## Your task
Copy exactly the lines from the "Note: annotate every instance of the narrow" line to the end, both included, and nothing else.

_ _ _ _ _

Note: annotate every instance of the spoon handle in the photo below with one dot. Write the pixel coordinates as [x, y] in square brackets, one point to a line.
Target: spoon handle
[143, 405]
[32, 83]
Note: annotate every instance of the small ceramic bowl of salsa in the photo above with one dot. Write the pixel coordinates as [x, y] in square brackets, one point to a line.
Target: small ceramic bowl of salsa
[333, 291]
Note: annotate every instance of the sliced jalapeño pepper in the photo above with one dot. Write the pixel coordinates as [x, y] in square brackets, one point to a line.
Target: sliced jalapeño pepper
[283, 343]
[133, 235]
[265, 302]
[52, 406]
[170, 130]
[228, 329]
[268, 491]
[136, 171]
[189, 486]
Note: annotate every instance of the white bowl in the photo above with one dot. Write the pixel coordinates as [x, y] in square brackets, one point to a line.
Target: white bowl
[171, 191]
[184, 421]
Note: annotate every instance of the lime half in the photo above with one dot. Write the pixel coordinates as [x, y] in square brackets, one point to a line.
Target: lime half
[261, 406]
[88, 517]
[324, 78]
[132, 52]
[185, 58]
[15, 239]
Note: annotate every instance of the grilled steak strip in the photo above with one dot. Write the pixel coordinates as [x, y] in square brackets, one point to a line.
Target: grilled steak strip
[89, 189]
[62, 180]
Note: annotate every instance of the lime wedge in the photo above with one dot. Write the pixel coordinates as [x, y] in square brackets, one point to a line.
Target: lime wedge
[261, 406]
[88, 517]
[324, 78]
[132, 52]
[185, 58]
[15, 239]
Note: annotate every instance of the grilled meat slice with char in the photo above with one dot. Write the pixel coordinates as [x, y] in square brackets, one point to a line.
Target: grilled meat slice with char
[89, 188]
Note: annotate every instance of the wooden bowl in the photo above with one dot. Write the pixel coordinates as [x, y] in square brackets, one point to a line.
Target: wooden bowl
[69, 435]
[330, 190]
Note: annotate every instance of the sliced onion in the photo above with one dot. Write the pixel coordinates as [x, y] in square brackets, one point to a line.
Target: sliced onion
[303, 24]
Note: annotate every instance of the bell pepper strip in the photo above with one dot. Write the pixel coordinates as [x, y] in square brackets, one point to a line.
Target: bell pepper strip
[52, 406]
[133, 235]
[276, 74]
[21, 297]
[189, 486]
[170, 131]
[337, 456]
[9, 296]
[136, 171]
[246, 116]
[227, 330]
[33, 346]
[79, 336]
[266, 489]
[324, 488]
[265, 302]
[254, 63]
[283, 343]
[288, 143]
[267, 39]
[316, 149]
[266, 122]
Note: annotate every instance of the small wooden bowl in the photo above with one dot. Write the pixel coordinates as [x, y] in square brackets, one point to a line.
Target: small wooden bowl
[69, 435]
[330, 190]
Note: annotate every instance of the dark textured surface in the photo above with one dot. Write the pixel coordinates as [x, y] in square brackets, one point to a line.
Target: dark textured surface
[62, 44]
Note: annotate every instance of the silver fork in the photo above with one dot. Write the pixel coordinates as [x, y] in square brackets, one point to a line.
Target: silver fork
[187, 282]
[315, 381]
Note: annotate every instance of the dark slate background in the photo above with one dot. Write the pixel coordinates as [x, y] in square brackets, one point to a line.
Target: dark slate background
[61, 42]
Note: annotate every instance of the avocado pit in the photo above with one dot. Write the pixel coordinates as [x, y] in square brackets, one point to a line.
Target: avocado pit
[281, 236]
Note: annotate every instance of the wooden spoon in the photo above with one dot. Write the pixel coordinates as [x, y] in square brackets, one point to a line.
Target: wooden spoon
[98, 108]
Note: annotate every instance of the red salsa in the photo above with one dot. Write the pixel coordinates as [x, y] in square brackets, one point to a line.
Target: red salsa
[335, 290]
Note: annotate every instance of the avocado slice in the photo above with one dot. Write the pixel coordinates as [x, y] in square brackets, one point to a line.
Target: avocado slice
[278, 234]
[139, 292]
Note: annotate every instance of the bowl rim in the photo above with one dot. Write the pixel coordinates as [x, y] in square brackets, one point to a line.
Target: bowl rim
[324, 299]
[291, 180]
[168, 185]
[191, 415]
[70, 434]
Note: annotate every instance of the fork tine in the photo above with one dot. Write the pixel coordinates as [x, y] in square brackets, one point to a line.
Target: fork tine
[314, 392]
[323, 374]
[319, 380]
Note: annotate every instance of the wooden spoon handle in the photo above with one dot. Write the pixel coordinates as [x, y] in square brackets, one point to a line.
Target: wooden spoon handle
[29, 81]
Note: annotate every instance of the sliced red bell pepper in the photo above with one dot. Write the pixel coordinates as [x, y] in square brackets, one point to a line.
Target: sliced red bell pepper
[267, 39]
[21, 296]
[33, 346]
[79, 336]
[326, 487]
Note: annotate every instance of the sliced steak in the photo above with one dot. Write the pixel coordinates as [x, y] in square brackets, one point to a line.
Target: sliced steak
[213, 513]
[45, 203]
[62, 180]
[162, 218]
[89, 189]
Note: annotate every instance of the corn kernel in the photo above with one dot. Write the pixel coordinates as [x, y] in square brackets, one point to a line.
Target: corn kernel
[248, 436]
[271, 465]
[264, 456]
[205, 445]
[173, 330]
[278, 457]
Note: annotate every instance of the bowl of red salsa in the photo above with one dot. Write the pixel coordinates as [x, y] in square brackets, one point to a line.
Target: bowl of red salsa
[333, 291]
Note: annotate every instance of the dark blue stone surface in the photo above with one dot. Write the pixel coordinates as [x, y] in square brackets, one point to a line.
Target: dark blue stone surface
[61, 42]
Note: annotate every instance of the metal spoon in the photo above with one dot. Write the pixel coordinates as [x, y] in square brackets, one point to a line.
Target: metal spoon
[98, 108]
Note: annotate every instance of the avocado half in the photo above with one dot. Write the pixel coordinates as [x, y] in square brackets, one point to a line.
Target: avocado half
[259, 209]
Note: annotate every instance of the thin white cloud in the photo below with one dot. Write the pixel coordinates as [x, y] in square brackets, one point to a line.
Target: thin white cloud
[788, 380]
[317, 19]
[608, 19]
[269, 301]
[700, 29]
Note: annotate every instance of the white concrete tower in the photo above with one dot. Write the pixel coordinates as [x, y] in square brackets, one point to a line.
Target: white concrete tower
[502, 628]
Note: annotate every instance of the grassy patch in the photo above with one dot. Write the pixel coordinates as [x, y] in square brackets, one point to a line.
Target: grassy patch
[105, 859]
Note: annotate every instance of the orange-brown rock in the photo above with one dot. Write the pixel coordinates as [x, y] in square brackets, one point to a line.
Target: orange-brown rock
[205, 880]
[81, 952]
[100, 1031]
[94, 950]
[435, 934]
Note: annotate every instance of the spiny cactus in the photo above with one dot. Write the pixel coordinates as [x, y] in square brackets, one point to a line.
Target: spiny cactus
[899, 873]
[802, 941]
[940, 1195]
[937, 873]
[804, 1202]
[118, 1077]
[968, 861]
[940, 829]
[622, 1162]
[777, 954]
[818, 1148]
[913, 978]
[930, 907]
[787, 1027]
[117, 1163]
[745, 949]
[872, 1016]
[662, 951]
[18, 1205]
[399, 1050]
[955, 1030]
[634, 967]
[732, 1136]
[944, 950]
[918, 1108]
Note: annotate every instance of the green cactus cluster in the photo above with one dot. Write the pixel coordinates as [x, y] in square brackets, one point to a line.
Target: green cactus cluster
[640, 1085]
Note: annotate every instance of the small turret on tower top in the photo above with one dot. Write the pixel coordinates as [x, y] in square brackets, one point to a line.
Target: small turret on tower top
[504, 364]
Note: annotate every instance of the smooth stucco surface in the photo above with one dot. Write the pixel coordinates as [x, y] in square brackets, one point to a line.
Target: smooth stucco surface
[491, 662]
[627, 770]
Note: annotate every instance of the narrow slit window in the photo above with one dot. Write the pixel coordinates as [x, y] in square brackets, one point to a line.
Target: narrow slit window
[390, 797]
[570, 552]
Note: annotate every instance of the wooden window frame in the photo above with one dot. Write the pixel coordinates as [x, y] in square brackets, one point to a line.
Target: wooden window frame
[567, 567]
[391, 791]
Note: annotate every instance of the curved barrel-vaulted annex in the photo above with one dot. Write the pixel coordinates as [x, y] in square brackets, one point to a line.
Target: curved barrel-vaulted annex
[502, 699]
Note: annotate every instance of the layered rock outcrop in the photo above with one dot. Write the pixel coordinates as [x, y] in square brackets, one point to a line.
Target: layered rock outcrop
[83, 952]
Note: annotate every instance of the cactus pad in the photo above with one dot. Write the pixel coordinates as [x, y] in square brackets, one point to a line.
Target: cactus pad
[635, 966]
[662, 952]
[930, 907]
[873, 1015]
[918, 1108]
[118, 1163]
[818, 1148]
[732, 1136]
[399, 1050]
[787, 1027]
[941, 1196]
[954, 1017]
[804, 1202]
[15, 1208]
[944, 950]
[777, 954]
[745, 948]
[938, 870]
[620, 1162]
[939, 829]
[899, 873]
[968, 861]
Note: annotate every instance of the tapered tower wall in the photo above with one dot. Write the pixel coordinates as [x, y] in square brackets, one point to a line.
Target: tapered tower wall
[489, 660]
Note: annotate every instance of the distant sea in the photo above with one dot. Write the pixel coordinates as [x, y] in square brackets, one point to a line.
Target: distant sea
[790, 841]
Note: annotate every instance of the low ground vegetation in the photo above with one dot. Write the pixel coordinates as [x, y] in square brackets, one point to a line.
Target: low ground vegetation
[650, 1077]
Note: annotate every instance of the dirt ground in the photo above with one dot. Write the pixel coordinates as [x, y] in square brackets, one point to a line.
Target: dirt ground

_ _ _ _ _

## Expected answer
Note: annotate every instance of the narrow slit window in the photo above with one dot. Write the pixel coordinates as [x, y] in square brackets, one point to a line.
Target: narrow slit window
[390, 797]
[570, 552]
Note: annotate every instance of the wooden window frame in the photo above with one dot. Write the pixel coordinates as [x, y] in square brackets, one point to a line.
Target: wooden window frame
[567, 567]
[391, 791]
Note: annotate every instance of the curved barrel-vaulted annex in the photo above with one dot. Write the pixel coordinates as [x, y] in square brackets, one point to a line.
Target: curved barrel-vaulted annex
[502, 699]
Note: annotate every instance of the layered rock outcrop in the photo above with one dot. Write the pixel coordinates as [x, y] in square brackets, one point to a line.
Target: layered rock outcrop
[83, 952]
Note: annotate every instance of the cactus pad in the photo above with one dot. Write the pixel coordinates as [x, y] in square brackets, one point to a line.
Target: cactus pad
[635, 966]
[662, 952]
[930, 907]
[873, 1015]
[918, 1108]
[118, 1163]
[818, 1148]
[732, 1136]
[399, 1050]
[787, 1027]
[941, 1196]
[954, 1017]
[804, 1202]
[15, 1208]
[944, 950]
[777, 954]
[745, 948]
[938, 870]
[620, 1162]
[939, 829]
[899, 873]
[968, 861]
Note: annotate every instance of the tapered tower wall in the photo above with one dot. Write the pixel coordinates as [x, y] in square brackets, one point to a line.
Target: tapered tower wall
[489, 660]
Note: annotate every instance of the distant sea in the photo above with one dot. Write the pixel coordinates as [x, y] in square brackets, one point to a line.
Target: distant sea
[790, 841]
Note: annotate every instance of the low ground vegetation in the photo above with one dot. Write the pixel coordinates as [x, y] in square brackets, one point to a line.
Target: low ground vegetation
[650, 1077]
Note: annotate every instance of the dirt ground in the photo above with one dot. Write the pixel coordinates as [x, y] in square brackets, one point to a line.
Target: dirt ground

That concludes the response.